Permintaan yang Diberikan A:
Menurut kutipan teks tentang Hun Sen, di posisi berapakah situs Twitdiplomacy menempatkan Hun Sen dalam Most Engaged World Leaders 2015 on Facebook?
Permintaan yang Diberikan B:
Rangkumlah kutipan teks mengenai Hun Sen di Facebook dalam dua kalimat.
Permintaan yang Diberikan C:
Lanjutkan artikel tentang pengelolaan Facebook Perdana Menteri Kamboja dari bagian terakhir yang ditampilkan.

Rahasia Pengelolaan Facebook PM Kamboja
A
A
A
Hariqo Wibawa Satria
Direktur Eksekutif Komunikonten,
Institut Media Sosial dan Diplomasi
Dengan 10.909.730 pengikut di Facebook, Hun Sen menjadi salah satu pemimpin negara terpopuler di media sosial. Caranya mengelola Facebook tergolong unik. Bagaimana tipsnya? Benarkah ia membeli like?
Nama Samdech Hun Sen, Perdana Menteri Kamboja, mungkin asing di telinga kita. Namun, bagi pengguna Facebook dunia, dia begitu populer. Halaman Facebook Hun Sen diikuti 10.909.630 orang, mengalahkan jumlah pengguna Facebook di Kamboja yang hanya 6.800.000 (geeksincambodia.com/2018) dari total estimasi populasi Kamboja sebesar 16.399.744 jiwa (worldometers.info per 25 Februari 2019 berdasarkan estimasi terbaru PBB).
Di tingkat pemimpin negara, jumlah pengikut Hun Sen di Facebook hanya kalah oleh Narendra Modi, Perdana Menteri India: 42.987.094 dan Donald Trump, Presiden Amerika Serikat: 25.182.892 (Facebook Per 25 Februari 2019, Pukul 04.52 WIB).
Situs Twitdiplomacy pada 2015 menempatkan Hun Sen di posisi kedua dalam Most Engaged World Leaders 2015 on Facebook, dan pada 2016 Hun Sen juga menempati posisi kedua dalam The Most Interactive World Leaders on Facebook. Di ASEAN, Samdech Hun Sen adalah pemimpin negara paling sukses menarik perhatian Facebooker.
Huffingtonpost pernah memberitakan studi yang dilakukan Burson-Marsteller yang menganalisis aktivitas 590 laman Facebook kepala negara, pemerintah, dan menteri luar negeri sepanjang 2016, dengan menggunakan data agregat dari alat Crowdtangle Facebook.

Kumpulan Data:
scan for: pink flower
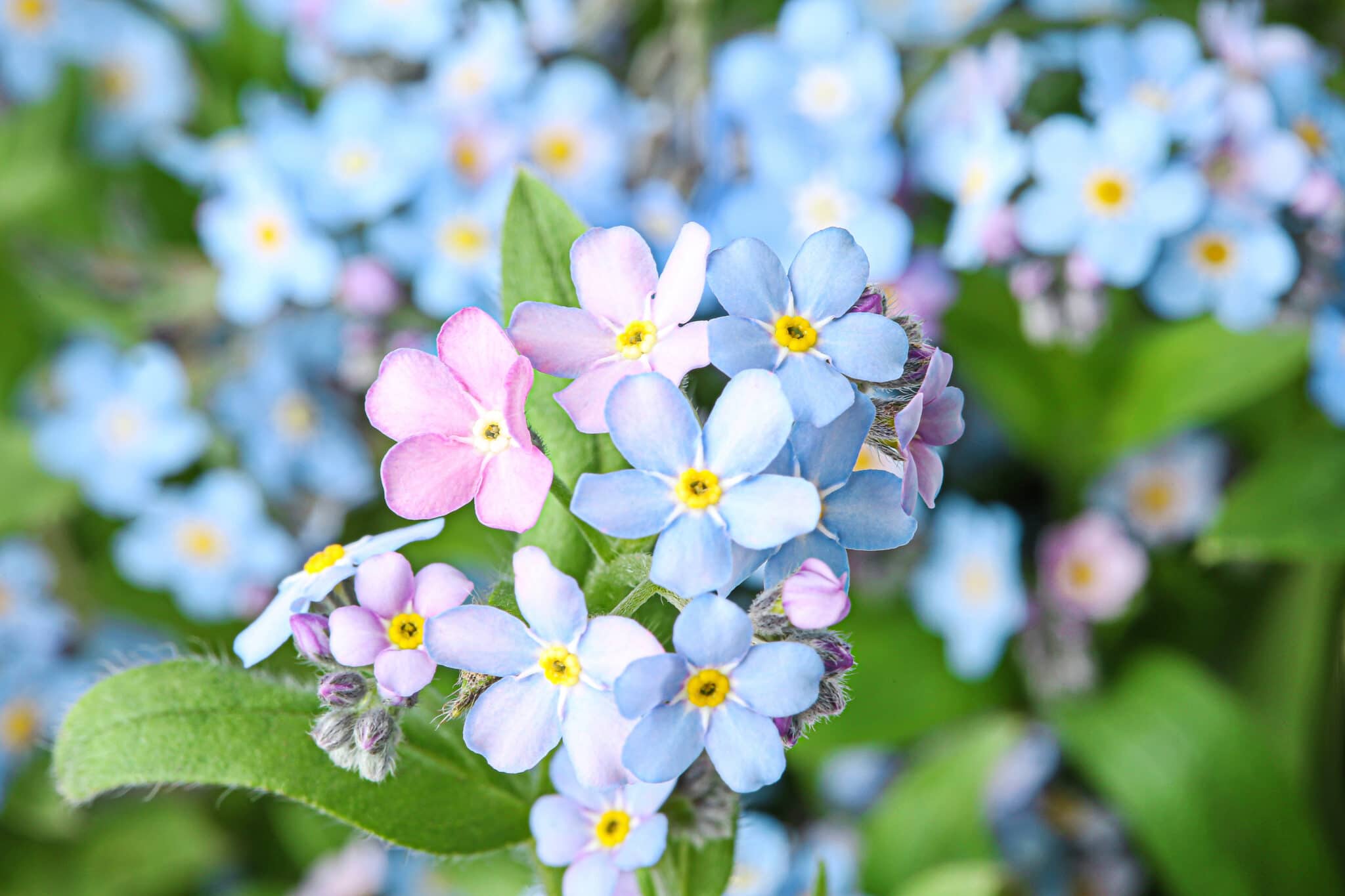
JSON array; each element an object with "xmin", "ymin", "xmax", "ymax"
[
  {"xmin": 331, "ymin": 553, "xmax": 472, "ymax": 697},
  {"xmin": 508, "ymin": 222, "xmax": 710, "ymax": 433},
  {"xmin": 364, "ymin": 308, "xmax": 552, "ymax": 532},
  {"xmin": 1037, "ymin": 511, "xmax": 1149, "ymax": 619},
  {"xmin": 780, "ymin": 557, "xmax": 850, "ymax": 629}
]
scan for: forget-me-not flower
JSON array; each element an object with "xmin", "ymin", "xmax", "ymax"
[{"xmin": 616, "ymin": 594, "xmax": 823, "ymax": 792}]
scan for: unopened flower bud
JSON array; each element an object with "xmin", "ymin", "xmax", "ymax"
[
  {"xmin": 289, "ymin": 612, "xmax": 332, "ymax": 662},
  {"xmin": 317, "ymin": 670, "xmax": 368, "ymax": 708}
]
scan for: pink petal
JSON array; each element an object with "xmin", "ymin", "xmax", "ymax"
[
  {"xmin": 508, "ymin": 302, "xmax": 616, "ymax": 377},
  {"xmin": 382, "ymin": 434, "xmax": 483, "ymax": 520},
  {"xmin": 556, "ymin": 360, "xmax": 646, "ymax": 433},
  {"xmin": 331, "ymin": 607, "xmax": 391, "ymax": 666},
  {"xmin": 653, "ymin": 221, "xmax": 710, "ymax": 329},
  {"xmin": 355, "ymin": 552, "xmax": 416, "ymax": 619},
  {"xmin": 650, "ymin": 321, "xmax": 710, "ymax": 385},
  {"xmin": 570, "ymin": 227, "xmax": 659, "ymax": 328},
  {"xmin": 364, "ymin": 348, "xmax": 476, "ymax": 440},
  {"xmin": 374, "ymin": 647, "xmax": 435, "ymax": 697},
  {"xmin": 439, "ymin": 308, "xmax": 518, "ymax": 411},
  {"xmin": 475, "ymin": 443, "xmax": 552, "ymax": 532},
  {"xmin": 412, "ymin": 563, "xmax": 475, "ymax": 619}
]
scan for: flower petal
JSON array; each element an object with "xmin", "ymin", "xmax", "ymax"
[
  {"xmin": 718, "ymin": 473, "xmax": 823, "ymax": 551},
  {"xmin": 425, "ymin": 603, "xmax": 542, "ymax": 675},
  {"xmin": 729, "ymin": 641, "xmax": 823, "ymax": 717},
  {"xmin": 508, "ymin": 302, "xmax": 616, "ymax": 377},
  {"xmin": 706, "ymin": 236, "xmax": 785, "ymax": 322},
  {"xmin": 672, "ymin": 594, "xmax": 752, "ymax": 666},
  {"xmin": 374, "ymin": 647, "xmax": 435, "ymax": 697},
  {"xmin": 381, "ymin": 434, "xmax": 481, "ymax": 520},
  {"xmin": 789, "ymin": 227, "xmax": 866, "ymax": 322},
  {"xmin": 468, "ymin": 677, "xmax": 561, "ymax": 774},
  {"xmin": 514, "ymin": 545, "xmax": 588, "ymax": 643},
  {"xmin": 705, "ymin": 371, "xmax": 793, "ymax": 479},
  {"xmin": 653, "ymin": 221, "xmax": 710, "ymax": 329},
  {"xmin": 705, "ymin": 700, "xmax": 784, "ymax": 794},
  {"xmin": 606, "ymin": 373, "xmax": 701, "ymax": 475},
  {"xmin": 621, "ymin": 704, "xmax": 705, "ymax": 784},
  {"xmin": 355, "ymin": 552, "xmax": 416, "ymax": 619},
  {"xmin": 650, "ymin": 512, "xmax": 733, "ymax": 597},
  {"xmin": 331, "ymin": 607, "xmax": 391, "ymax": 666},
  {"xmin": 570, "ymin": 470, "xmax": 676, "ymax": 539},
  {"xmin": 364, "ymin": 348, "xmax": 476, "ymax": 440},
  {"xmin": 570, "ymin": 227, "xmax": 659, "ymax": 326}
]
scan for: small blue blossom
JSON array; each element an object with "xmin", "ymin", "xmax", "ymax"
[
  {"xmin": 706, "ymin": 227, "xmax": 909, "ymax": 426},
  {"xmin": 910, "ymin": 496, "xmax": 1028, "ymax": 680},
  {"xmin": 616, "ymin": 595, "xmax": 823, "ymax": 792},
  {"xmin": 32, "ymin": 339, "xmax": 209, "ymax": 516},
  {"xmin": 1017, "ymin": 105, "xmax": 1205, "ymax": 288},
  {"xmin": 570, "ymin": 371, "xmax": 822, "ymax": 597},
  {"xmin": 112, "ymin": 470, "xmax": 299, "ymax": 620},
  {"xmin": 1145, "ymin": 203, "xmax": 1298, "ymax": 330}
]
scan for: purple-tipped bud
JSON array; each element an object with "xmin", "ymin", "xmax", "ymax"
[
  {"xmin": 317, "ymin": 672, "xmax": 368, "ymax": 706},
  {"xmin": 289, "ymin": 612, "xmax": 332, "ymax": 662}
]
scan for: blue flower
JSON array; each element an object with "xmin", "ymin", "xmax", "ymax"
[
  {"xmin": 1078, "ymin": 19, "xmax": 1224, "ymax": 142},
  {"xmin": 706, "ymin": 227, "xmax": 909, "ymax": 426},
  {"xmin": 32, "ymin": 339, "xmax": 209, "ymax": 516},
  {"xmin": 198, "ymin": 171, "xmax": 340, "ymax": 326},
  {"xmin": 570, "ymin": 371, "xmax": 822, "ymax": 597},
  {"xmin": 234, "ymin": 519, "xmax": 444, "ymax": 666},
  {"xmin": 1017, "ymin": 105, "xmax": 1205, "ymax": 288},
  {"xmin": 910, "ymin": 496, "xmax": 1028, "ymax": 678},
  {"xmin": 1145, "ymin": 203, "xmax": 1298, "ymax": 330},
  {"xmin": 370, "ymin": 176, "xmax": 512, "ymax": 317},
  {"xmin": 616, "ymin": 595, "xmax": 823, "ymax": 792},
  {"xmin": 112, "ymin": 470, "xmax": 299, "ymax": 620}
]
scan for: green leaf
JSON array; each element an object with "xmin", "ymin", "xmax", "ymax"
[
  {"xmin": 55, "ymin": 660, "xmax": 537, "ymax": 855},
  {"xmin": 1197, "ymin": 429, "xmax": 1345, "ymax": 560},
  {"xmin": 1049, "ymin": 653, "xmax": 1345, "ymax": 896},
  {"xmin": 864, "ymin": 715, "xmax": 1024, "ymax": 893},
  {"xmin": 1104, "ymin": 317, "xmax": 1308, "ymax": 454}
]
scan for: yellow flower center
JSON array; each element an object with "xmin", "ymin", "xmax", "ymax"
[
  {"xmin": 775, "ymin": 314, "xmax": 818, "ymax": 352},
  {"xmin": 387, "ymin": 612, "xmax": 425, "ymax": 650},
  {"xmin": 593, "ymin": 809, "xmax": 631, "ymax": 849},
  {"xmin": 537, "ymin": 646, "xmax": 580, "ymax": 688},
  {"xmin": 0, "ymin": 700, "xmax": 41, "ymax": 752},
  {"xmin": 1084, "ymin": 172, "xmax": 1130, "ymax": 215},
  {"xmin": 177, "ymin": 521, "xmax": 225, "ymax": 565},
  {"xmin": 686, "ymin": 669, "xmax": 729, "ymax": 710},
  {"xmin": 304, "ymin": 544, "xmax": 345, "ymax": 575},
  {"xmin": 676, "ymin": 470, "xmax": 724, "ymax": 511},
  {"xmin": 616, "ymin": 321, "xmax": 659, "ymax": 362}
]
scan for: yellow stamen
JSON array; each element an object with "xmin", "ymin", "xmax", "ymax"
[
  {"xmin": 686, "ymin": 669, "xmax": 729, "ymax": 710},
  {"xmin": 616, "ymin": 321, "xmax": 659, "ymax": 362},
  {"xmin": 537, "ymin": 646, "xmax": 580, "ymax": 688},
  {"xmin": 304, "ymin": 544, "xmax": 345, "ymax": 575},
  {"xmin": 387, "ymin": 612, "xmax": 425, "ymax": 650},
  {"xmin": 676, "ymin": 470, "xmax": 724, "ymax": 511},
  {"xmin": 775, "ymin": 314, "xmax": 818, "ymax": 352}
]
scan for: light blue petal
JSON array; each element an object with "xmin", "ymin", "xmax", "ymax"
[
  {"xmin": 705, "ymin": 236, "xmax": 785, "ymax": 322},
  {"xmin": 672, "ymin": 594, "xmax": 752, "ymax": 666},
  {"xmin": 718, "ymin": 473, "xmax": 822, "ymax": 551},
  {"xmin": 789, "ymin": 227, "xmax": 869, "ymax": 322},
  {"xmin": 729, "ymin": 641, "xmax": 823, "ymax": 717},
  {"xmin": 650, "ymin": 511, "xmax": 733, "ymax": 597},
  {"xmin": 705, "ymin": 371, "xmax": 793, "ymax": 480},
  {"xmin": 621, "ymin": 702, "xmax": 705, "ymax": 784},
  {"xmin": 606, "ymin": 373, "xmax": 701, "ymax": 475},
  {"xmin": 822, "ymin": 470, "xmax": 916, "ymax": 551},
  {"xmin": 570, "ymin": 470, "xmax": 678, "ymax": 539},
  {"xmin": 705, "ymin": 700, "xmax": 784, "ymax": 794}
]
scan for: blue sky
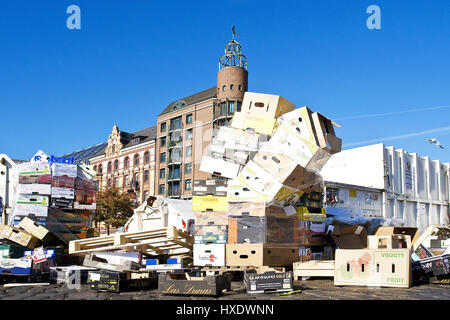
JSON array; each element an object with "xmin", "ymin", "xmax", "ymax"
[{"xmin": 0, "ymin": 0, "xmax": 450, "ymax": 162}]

==

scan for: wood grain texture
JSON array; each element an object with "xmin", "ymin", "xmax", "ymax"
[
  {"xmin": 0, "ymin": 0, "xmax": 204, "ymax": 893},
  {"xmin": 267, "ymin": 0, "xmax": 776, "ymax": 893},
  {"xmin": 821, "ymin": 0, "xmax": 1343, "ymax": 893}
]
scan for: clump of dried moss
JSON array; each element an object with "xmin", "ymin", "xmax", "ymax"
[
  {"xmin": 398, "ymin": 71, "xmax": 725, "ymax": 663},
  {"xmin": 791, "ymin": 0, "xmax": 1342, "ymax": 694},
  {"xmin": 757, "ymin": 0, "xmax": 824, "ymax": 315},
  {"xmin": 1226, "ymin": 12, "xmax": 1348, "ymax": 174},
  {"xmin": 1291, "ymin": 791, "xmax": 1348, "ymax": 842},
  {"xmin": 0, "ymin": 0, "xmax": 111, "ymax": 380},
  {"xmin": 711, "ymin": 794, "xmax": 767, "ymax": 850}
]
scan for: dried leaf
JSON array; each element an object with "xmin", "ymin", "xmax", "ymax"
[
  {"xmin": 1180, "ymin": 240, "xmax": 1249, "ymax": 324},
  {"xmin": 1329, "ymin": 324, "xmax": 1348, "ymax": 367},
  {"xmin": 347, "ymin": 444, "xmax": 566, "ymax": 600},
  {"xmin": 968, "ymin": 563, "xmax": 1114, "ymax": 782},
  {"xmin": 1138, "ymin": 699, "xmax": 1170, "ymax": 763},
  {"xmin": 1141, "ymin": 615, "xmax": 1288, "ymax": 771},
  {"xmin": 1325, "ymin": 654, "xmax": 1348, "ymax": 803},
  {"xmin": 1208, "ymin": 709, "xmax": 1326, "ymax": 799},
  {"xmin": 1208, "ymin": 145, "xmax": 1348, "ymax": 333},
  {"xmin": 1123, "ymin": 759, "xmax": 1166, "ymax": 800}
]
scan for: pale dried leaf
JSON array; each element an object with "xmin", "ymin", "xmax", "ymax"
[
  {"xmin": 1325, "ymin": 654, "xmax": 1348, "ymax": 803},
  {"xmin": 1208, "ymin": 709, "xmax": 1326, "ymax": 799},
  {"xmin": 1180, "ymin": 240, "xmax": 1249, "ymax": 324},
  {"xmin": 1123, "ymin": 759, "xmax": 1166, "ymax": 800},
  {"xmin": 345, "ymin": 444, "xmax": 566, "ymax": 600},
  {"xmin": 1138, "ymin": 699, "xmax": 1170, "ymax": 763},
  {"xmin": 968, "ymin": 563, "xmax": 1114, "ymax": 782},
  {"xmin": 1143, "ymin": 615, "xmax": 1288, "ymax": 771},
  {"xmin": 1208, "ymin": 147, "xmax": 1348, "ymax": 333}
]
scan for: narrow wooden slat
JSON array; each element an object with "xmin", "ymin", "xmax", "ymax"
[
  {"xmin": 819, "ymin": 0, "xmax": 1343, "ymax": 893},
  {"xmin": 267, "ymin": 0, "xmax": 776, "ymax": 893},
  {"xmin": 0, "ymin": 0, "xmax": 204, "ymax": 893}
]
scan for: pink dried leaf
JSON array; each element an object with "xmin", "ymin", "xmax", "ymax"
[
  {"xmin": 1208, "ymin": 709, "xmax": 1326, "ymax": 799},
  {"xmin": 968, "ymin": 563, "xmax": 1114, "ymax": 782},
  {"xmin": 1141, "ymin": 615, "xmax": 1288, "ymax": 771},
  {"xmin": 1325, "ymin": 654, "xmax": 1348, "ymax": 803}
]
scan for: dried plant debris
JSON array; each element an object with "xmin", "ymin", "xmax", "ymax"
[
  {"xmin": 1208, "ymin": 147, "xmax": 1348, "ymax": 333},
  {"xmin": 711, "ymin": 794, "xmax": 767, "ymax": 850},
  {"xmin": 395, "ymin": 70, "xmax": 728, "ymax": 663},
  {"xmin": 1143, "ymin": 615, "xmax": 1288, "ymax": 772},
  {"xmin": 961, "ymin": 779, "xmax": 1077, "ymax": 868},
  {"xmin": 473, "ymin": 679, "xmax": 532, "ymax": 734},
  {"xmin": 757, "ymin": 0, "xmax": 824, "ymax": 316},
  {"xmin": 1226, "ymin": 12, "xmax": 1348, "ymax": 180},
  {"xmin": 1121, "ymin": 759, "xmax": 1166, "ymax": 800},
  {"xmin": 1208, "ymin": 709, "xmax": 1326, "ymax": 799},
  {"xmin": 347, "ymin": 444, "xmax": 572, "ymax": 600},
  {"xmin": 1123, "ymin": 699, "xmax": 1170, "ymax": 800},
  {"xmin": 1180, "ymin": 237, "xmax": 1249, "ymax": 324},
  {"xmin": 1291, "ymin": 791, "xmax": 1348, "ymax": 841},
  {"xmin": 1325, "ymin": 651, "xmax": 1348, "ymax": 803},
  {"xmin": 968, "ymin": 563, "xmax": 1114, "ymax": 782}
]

Hasil A:
Posisi kedua.

Hasil B:
Hun Sen, Perdana Menteri Kamboja, termasuk pemimpin negara terpopuler di Facebook dengan jumlah pengikut yang melampaui jumlah pengguna Facebook di Kamboja, dan di tingkat pemimpin negara ia hanya kalah oleh Narendra Modi dan Donald Trump. Twitdiplomacy menempatkannya di posisi kedua dalam peringkat keterlibatan pemimpin dunia di Facebook pada 2015 dan peringkat interaktivitas pada 2016, sedangkan di ASEAN ia menjadi pemimpin negara yang paling sukses menarik perhatian Facebooker.

Hasil C:
Di antara pemimpin dunia, Narendra Modi (India) memiliki interaksi terbanyak (suka, komentar, dan bagikan) di halaman Facebook pada 2016. Dengan 169 juta interaksi, aktivitas Modi jauh melebihi pemimpin lain. Perdana Menteri Kamboja Samdech Hun Sen berada di peringkat kedua dengan 58 juta interaksi. Halaman Obama White House berada di bawah Hun Sen dengan 36 juta interaksi (Huffingtonpost, 21/02/2017).
Tulisan singkat ini berupaya menemukan cara Hun Sen mengelola Facebook, berdasarkan ringkasan eksekutif dari tiga tulisan utama, yaitu World Leaders on Facebook 2016 (I), 2017 (II) dan 2018 (III) yang dimuat Twitdiplomacy.com, serta profiling yang saya lakukan terhadap akun Facebook Hun Sen. Berikut beberapa hal yang saya dapatkan. Pertama, live broadcast.
Hun Sen hobi melakukan siaran langsung di laman Facebook. Sepanjang 2017 Hun Sen mendapatkan 37 juta tayang dari 1.014 siaran langsungnya di Facebook (Twitdiplomacy.com, 2 Mei 2018). Sebanyak 38% dari tayangan videonya adalah tayangan langsung pada 2017.
Hal yang menarik, Hun Sen mengubah laman Facebook menjadi saluran video resmi untuk tugas-tugasnya sebagai perdana menteri. Pada 2016 Hun Sen melakukan 1.459 siaran langsung di Facebook.
Siaran langsung ini berisiko besar jika terdapat tayangan tidak pantas. Kebanyakan pemimpin negara memilih direkam baru diunggah di medsos. Tetapi, siaran langsung punya keunggulan, di antaranya kesan apa adanya dan sensasi real time yang dirasakan penonton.
Begitu kejadiannya, begitu pula yang ditonton, beda dengan siaran tunda yang sudah diedit ditambahi musik, kesan pencitraan terasa. Kira-kira seperti menonton sepak bola, gol pada siaran langsung sensasinya lebih diingat (memorable) di otak ketimbang rekaman.
Kedua, mengobrol biasa. Salah satu aksi menarik Hun Sen yang saya tonton adalah ketika dia tiba-tiba mengobrol di lapangan terbuka dengan pasangan pengantin yang baru menikah. Hun Sen melakukannya tanpa pengeras suara, sehingga kesan naturalnya dapat. Dia juga dengan posisi jongkok berdialog dengan seorang wanita muslim Kamboja yang berhijab di tengah keramaian.
Ketiga, Hun Sen sering berbagi foto keluarga, dirinya, istri dan cucunya, juga sesekali berswafoto. Dia juga menjadikan Facebook sebagai laman pembuka untuk acara langsung, menyiarkan pertandingan sepak bola, dan Voice of Cambodia, dan acara lain.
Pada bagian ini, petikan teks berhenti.